## How to complete this task
In full and without changes, output the data.

## Dataset entries
..............................

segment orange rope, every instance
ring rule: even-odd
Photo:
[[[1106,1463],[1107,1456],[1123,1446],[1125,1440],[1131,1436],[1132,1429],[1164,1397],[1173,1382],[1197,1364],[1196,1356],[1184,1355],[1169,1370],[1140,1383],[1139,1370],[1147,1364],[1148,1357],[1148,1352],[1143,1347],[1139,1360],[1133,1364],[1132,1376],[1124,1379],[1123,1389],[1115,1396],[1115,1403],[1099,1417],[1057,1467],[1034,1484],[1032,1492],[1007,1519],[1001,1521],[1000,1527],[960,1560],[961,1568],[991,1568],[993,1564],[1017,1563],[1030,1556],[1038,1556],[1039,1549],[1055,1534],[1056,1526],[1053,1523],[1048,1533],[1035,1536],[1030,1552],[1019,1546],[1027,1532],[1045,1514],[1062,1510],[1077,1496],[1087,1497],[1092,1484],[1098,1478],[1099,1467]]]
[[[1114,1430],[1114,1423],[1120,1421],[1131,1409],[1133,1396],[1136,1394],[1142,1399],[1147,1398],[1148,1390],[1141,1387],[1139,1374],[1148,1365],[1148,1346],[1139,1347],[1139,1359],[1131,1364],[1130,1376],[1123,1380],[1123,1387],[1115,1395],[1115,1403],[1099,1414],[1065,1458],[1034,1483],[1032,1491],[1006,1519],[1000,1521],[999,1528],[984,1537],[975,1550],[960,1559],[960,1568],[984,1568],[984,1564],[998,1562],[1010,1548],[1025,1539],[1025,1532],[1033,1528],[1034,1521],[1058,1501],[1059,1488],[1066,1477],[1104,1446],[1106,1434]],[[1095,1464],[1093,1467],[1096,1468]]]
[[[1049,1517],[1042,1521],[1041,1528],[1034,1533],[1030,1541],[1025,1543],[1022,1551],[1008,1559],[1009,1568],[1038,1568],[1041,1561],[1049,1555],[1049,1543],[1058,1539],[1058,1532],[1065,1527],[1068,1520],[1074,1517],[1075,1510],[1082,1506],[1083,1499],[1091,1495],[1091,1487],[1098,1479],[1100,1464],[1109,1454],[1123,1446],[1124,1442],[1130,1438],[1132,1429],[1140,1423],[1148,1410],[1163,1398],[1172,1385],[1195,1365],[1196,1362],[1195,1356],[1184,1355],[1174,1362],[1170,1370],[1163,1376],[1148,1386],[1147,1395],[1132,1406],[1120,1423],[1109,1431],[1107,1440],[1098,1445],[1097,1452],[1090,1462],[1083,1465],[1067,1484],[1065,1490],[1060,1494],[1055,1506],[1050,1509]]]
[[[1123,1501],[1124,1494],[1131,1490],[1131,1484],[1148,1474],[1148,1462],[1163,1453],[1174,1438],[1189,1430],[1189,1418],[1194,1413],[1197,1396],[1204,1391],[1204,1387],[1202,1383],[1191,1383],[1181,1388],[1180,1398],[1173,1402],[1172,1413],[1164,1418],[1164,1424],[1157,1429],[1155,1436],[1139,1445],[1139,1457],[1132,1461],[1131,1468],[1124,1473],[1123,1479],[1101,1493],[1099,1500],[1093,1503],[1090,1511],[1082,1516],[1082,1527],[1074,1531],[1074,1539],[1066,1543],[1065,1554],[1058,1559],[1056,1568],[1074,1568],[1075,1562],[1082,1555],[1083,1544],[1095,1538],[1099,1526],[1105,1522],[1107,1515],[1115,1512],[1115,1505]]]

..............................

## Task solution
segment orange rope, every instance
ring rule: even-odd
Photo:
[[[1106,1463],[1107,1456],[1123,1446],[1125,1440],[1131,1436],[1132,1429],[1164,1397],[1173,1382],[1197,1364],[1196,1356],[1184,1355],[1169,1370],[1140,1383],[1139,1370],[1147,1364],[1148,1357],[1148,1352],[1143,1347],[1139,1360],[1133,1364],[1132,1376],[1124,1379],[1123,1389],[1115,1396],[1115,1403],[1099,1417],[1057,1467],[1034,1484],[1032,1492],[1007,1519],[1001,1521],[1000,1527],[960,1560],[961,1568],[991,1568],[993,1564],[1017,1563],[1030,1556],[1038,1556],[1039,1549],[1055,1534],[1056,1526],[1053,1523],[1048,1533],[1035,1536],[1030,1552],[1019,1546],[1027,1532],[1045,1514],[1062,1510],[1077,1496],[1087,1497],[1092,1484],[1098,1478],[1099,1467]]]
[[[1114,1430],[1114,1423],[1120,1421],[1131,1409],[1133,1396],[1136,1394],[1142,1399],[1147,1398],[1148,1390],[1141,1387],[1139,1374],[1148,1365],[1148,1346],[1139,1347],[1139,1359],[1131,1364],[1130,1376],[1123,1380],[1123,1387],[1115,1395],[1115,1403],[1099,1414],[1065,1458],[1034,1483],[1032,1491],[1006,1519],[1000,1521],[999,1528],[984,1537],[975,1550],[960,1559],[960,1568],[984,1568],[984,1564],[998,1562],[1010,1548],[1025,1539],[1025,1532],[1033,1528],[1034,1521],[1058,1501],[1059,1488],[1066,1477],[1104,1446],[1106,1434]],[[1095,1464],[1093,1467],[1096,1468]]]
[[[1049,1517],[1042,1521],[1041,1528],[1034,1533],[1030,1541],[1025,1543],[1022,1551],[1008,1559],[1009,1568],[1038,1568],[1041,1561],[1049,1555],[1049,1543],[1058,1539],[1058,1532],[1065,1527],[1068,1520],[1074,1517],[1075,1510],[1082,1506],[1083,1499],[1091,1495],[1091,1487],[1098,1479],[1100,1464],[1109,1454],[1123,1446],[1124,1442],[1130,1438],[1132,1429],[1140,1423],[1148,1410],[1163,1398],[1172,1385],[1195,1365],[1196,1362],[1195,1356],[1184,1355],[1174,1362],[1170,1370],[1163,1376],[1148,1386],[1147,1395],[1132,1406],[1120,1423],[1109,1431],[1107,1440],[1098,1445],[1097,1452],[1090,1462],[1083,1465],[1067,1484],[1065,1490],[1060,1494],[1055,1506],[1050,1509]]]
[[[1123,1501],[1124,1494],[1131,1490],[1131,1484],[1148,1474],[1148,1462],[1163,1453],[1174,1438],[1189,1430],[1189,1418],[1194,1413],[1197,1396],[1204,1391],[1204,1387],[1202,1383],[1191,1383],[1181,1388],[1180,1398],[1173,1402],[1172,1413],[1164,1418],[1164,1424],[1157,1429],[1155,1436],[1139,1445],[1139,1457],[1132,1461],[1131,1468],[1124,1473],[1123,1479],[1101,1493],[1099,1500],[1093,1503],[1090,1511],[1082,1516],[1082,1527],[1074,1531],[1074,1539],[1066,1543],[1065,1554],[1058,1559],[1056,1568],[1074,1568],[1075,1562],[1082,1555],[1083,1544],[1095,1538],[1099,1526],[1105,1522],[1107,1515],[1115,1512],[1115,1505]]]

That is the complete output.